> Extract provided
-- Start --

Welcome to the final article in a multi-part series that will help you find the perfect fit for your revenue operations team. Because revenue operations often spans technical system administration, data analytics, enablement, process management, and project management, we’ll break down the different functions to cover them in more detail.
While it is possible to find someone who can pull off all of these functions, we feel obligated to point out that placing the burden of managing all of these components on one human will not set them up for success. A team of one may save you money in the short term but consider a plan to scale the team before your workhorse shows signs of burnout absolutely essential.
In small organizations, senior systems analysts are often expected to play the role of builder, tester, trainer, and project manager. A customer success analyst will help you keep your company's mechanisms to support your customers in tip-top shape and help you analyze customer success performance.
Common characteristics I look for in any revenue operations hire include an intense drive to solve data puzzles and a bit of stubbornness when resolving repetitive process issues. I want someone on the team who will not be discouraged if the fix for a problem isn't immediately apparent or easy. In fact, I want someone on my team who loves a challenge and takes pride in fixing an issue.
More specific skillsets I look for in a customer success analyst are a strong background in analysis and systems.
Ideally, when it comes to a customer success administrator, I'd like experience configuring automation to help manage service level agreements, escalations, and case follow-up. Here, I care less about the system they have experience in than how they went about gathering requirements and building the solution.

-- End --

> Dataset excerpts

-- Start --

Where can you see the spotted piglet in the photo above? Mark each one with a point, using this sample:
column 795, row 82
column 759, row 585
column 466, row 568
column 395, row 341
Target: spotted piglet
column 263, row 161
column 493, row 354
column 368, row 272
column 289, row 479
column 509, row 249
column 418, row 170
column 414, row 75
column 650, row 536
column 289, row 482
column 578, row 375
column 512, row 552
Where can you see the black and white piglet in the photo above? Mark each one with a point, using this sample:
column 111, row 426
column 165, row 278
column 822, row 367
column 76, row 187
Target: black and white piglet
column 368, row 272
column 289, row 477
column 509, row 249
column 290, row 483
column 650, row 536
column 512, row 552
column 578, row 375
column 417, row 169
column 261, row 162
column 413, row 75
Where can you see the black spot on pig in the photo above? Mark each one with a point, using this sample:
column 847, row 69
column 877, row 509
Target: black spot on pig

-- End --

> Given problem 1
Translate this sentence from the article on revenue operations hiring into Spanish: "More specific skillsets I look for in a customer success analyst are a strong background in analysis and systems."
> Given problem 2
From the article on revenue operations hiring, quote the part that opens with the words containing "While it is" and closes with "burnout absolutely essential.".
The lines have no connection to the article on revenue operations hiring.

> Written answer 1
Las habilidades más específicas que busco en un analista de éxito del cliente son una sólida formación en análisis y sistemas.

> Written answer 2
While it is possible to find someone who can pull off all of these functions, we feel obligated to point out that placing the burden of managing all of these components on one human will not set them up for success. A team of one may save you money in the short term but consider a plan to scale the team before your workhorse shows signs of burnout absolutely essential.